Liste jede der folgenden Zeilen auf, die das Wort „head“ enthält.

______

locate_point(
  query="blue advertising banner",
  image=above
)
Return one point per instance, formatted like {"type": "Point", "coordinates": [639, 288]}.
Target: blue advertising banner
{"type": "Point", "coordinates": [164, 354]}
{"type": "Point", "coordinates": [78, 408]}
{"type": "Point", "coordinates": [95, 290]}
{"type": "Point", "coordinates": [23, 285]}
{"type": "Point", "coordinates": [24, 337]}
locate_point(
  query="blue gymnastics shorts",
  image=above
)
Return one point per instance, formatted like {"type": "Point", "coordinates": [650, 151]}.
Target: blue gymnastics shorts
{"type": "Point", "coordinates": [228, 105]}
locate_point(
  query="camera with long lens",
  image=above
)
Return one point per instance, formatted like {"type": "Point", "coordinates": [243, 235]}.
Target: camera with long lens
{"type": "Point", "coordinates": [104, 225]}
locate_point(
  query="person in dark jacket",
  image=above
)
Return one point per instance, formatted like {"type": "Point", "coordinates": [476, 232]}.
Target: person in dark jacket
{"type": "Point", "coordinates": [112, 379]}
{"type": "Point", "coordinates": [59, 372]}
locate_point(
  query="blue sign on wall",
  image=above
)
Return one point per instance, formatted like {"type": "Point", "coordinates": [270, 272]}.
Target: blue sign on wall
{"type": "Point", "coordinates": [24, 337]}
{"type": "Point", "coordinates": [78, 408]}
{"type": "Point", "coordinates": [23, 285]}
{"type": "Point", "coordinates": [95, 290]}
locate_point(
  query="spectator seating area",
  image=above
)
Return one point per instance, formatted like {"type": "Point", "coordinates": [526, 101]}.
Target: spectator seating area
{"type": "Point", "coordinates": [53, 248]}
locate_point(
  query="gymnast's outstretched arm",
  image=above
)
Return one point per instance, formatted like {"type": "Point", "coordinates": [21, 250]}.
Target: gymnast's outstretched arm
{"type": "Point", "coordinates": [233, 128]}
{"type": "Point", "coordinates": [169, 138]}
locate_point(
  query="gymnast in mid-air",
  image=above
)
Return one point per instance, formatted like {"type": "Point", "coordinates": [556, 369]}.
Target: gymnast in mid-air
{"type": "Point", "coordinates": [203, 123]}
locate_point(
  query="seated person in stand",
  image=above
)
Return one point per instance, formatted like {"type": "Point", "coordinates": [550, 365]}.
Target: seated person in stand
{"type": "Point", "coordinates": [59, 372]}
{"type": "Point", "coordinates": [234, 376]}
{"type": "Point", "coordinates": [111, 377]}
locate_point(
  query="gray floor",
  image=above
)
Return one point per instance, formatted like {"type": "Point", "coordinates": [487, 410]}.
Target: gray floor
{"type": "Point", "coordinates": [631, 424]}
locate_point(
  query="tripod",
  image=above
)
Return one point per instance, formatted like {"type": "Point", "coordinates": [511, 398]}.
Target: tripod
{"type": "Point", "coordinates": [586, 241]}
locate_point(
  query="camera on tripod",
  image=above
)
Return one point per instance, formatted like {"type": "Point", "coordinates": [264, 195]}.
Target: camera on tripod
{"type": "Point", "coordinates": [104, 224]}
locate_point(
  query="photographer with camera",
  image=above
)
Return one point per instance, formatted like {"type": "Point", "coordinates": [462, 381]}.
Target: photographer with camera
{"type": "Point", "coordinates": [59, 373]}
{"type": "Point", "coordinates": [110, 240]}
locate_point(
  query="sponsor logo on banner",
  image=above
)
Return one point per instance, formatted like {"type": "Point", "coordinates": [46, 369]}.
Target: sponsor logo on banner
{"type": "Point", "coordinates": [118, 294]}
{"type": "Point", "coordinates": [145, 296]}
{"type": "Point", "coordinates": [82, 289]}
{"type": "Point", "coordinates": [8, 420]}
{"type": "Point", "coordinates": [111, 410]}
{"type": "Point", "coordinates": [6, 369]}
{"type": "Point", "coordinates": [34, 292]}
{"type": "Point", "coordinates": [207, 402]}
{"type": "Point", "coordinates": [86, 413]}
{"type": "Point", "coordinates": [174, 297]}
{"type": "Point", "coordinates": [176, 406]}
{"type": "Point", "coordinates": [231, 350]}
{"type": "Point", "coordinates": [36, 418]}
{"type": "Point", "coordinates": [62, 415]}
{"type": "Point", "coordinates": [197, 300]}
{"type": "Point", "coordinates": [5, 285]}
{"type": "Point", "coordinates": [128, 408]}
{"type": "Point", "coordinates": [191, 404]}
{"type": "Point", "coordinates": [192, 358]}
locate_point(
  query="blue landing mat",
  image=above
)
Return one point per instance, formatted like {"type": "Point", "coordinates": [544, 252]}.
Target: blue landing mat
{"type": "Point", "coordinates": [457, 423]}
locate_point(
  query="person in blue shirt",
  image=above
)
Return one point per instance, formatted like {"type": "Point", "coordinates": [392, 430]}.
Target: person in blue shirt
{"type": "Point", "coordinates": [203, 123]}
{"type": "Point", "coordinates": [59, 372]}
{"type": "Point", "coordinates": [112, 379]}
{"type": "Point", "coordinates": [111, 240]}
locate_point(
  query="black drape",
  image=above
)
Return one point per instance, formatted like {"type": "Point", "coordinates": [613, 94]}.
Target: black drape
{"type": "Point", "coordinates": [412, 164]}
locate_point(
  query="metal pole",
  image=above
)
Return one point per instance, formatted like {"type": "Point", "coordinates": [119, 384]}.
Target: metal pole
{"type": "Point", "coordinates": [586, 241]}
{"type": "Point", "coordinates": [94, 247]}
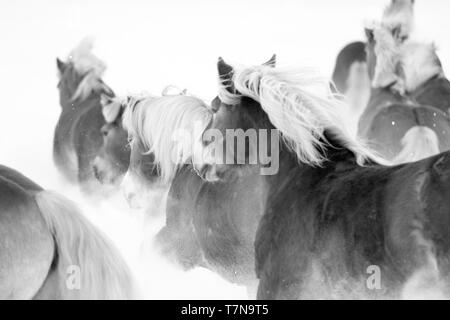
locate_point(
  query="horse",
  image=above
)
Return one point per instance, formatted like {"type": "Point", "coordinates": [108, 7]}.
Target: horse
{"type": "Point", "coordinates": [350, 78]}
{"type": "Point", "coordinates": [113, 158]}
{"type": "Point", "coordinates": [48, 250]}
{"type": "Point", "coordinates": [400, 128]}
{"type": "Point", "coordinates": [78, 136]}
{"type": "Point", "coordinates": [211, 225]}
{"type": "Point", "coordinates": [338, 221]}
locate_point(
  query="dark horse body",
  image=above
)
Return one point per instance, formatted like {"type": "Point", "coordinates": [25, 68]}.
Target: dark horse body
{"type": "Point", "coordinates": [389, 117]}
{"type": "Point", "coordinates": [434, 92]}
{"type": "Point", "coordinates": [214, 224]}
{"type": "Point", "coordinates": [352, 53]}
{"type": "Point", "coordinates": [78, 135]}
{"type": "Point", "coordinates": [43, 236]}
{"type": "Point", "coordinates": [403, 127]}
{"type": "Point", "coordinates": [325, 227]}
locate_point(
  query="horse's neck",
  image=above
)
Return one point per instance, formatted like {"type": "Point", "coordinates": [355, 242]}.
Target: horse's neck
{"type": "Point", "coordinates": [380, 98]}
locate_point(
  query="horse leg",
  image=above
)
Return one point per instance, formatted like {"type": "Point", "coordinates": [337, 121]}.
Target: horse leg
{"type": "Point", "coordinates": [181, 246]}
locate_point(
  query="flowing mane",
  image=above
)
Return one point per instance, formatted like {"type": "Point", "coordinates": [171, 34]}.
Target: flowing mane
{"type": "Point", "coordinates": [420, 63]}
{"type": "Point", "coordinates": [399, 16]}
{"type": "Point", "coordinates": [90, 67]}
{"type": "Point", "coordinates": [410, 64]}
{"type": "Point", "coordinates": [301, 106]}
{"type": "Point", "coordinates": [389, 54]}
{"type": "Point", "coordinates": [160, 122]}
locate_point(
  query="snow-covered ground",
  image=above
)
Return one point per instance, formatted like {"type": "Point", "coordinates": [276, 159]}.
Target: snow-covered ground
{"type": "Point", "coordinates": [148, 45]}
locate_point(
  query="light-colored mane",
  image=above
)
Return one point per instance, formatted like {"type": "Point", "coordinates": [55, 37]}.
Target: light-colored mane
{"type": "Point", "coordinates": [409, 64]}
{"type": "Point", "coordinates": [389, 55]}
{"type": "Point", "coordinates": [90, 67]}
{"type": "Point", "coordinates": [160, 122]}
{"type": "Point", "coordinates": [301, 106]}
{"type": "Point", "coordinates": [399, 15]}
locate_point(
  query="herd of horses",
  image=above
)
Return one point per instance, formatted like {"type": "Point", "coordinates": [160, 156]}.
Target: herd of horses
{"type": "Point", "coordinates": [363, 177]}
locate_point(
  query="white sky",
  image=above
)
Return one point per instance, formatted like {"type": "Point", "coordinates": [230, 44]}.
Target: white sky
{"type": "Point", "coordinates": [150, 44]}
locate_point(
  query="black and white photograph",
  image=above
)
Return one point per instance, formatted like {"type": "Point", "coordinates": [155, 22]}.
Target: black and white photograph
{"type": "Point", "coordinates": [245, 151]}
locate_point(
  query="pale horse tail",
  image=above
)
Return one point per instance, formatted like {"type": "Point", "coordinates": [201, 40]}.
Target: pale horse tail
{"type": "Point", "coordinates": [418, 143]}
{"type": "Point", "coordinates": [87, 265]}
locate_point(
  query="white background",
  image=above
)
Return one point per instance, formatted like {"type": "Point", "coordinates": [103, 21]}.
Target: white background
{"type": "Point", "coordinates": [150, 44]}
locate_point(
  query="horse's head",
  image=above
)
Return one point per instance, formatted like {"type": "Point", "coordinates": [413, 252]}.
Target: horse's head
{"type": "Point", "coordinates": [80, 75]}
{"type": "Point", "coordinates": [237, 131]}
{"type": "Point", "coordinates": [261, 109]}
{"type": "Point", "coordinates": [113, 158]}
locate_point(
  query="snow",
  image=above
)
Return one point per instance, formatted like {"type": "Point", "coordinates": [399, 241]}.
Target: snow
{"type": "Point", "coordinates": [148, 45]}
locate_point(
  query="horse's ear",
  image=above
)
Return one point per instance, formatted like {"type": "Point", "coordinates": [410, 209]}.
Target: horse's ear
{"type": "Point", "coordinates": [369, 35]}
{"type": "Point", "coordinates": [226, 73]}
{"type": "Point", "coordinates": [105, 99]}
{"type": "Point", "coordinates": [61, 65]}
{"type": "Point", "coordinates": [272, 61]}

______

• [LÖSUNG DER AUFGABE]
  query="horse's head",
Target: horse's head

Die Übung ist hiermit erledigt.